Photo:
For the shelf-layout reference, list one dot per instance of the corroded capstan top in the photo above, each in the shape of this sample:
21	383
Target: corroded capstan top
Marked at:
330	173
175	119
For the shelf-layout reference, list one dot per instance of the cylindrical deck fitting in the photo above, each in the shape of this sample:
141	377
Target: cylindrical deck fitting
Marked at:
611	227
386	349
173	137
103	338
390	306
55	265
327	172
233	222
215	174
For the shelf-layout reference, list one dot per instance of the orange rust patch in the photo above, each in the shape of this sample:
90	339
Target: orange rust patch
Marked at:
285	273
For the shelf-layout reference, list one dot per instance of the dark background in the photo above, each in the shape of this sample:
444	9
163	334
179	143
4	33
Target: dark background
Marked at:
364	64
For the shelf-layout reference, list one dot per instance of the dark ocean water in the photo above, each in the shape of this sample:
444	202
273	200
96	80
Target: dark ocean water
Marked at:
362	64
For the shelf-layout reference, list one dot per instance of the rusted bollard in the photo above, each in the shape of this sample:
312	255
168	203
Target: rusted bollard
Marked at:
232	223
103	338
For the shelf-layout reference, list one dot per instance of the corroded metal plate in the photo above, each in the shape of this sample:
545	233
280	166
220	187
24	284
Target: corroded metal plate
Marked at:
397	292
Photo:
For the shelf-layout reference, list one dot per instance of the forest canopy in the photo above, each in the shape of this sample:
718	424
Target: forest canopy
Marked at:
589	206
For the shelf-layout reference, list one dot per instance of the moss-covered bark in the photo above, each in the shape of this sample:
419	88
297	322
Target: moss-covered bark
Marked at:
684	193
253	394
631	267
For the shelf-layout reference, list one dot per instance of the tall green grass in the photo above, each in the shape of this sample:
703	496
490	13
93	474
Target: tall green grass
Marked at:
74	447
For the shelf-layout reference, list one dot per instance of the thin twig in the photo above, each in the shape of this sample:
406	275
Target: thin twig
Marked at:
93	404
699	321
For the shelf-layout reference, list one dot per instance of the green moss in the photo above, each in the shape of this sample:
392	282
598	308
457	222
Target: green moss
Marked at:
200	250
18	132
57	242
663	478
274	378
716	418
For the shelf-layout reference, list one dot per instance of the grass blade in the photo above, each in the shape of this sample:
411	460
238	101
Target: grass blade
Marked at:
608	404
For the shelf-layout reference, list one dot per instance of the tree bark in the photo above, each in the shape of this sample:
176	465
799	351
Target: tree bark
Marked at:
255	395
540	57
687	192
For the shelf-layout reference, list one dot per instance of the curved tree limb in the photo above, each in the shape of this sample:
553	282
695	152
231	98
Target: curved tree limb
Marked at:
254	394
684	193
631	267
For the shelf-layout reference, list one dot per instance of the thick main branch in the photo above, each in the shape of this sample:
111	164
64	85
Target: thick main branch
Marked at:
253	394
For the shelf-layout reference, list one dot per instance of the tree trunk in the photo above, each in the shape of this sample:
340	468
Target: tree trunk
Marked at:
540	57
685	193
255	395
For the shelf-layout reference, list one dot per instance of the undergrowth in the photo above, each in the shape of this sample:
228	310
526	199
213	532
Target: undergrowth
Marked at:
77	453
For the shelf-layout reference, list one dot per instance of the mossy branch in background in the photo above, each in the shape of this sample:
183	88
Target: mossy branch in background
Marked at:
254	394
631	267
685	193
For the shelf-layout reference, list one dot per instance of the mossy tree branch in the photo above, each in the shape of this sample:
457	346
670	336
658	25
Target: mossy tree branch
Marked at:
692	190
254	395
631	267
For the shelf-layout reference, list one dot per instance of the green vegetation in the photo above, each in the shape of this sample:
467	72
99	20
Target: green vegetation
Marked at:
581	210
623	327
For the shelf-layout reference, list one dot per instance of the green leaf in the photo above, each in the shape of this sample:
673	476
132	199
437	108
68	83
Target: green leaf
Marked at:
● ● ● ● ● ● ●
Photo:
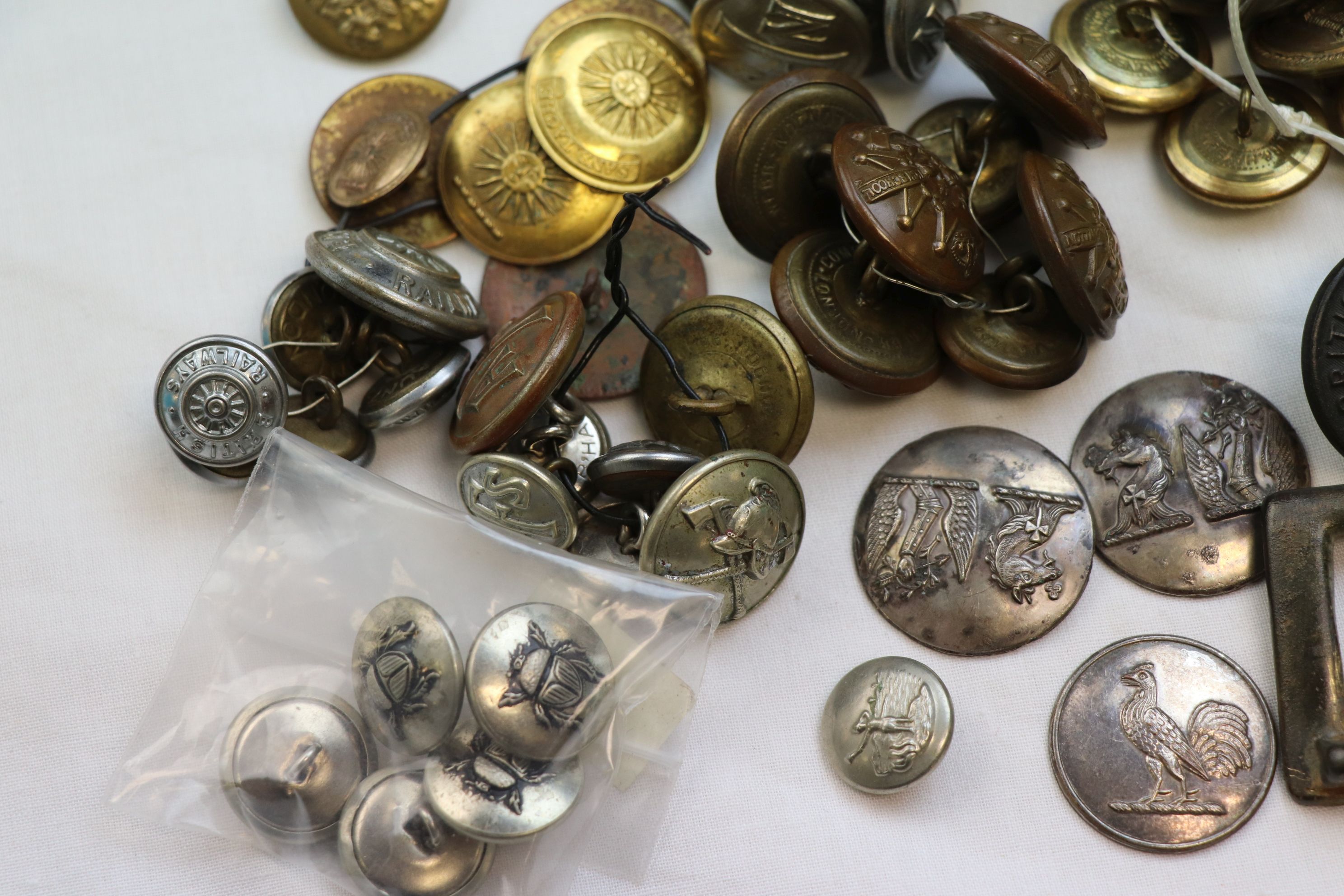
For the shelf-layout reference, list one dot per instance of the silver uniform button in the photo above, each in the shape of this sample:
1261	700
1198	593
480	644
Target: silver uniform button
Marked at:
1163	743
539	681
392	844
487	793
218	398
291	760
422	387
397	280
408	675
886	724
● ● ● ● ● ● ●
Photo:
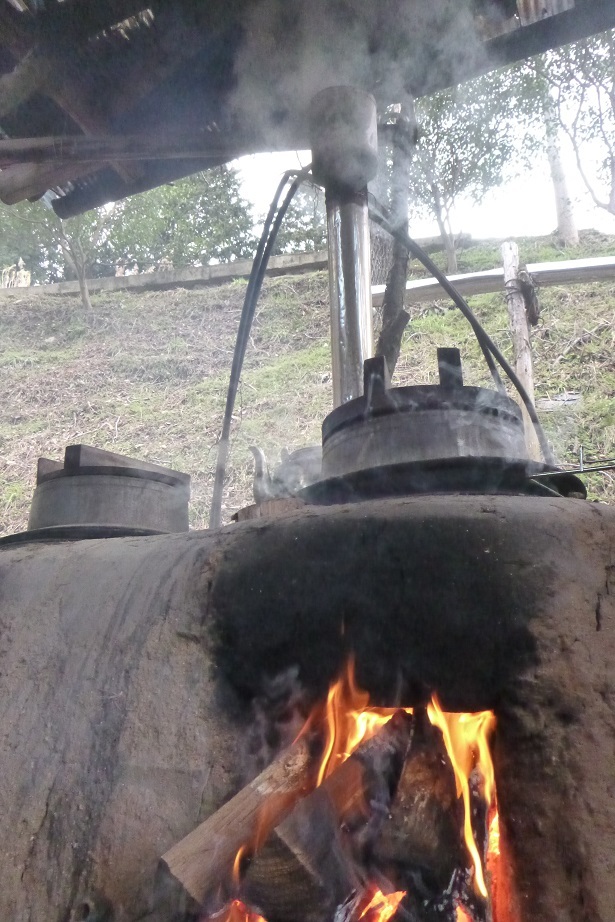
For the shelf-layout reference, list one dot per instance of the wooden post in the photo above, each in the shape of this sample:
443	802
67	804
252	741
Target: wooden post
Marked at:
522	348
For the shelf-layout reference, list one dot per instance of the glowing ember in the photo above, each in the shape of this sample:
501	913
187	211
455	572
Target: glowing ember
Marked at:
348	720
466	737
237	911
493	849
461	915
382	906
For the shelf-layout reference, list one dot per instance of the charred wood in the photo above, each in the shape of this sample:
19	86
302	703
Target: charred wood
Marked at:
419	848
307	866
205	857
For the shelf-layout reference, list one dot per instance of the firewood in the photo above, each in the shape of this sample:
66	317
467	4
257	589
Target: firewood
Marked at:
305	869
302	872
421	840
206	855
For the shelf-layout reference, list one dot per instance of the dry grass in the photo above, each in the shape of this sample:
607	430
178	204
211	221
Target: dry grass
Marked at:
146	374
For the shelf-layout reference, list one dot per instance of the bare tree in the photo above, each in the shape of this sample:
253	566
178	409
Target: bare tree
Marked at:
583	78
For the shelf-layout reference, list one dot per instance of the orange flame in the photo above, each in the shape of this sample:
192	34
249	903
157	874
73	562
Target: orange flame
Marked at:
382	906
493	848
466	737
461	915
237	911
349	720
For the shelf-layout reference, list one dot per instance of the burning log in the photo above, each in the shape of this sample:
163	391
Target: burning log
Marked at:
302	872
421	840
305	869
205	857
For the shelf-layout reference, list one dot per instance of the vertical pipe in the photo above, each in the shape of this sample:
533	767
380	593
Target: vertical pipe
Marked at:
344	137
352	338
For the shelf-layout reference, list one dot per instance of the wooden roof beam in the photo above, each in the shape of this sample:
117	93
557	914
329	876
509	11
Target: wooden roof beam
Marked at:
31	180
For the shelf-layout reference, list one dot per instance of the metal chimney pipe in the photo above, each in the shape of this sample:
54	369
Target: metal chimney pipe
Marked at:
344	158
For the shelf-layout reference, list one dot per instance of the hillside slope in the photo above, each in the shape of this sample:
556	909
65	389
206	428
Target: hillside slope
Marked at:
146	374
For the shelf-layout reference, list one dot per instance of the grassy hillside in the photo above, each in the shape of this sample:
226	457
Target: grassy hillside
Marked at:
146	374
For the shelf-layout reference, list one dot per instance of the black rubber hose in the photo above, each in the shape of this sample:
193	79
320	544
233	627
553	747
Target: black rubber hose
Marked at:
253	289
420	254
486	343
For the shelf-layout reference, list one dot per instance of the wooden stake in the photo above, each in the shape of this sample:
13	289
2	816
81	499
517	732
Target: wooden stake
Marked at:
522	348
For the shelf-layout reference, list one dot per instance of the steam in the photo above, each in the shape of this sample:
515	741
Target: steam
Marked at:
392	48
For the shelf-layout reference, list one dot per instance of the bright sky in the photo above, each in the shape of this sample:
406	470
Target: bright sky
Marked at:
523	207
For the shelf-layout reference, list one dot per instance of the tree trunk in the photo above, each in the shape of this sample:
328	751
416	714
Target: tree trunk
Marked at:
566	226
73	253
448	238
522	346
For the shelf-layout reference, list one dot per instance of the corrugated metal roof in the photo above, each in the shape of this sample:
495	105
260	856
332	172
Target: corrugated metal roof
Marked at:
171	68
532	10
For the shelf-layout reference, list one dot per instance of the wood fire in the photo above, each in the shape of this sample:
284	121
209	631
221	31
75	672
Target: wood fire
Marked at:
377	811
● ● ● ● ● ● ●
• Work to do: Pick out each line in the rows above that contains the word "covered" and copy those lines in full.

• Answer in full:
For the shelf-layout reference, list one dot per instance of the moss-covered bark in the photo above, each in the shape of this sample:
Target: moss-covered bark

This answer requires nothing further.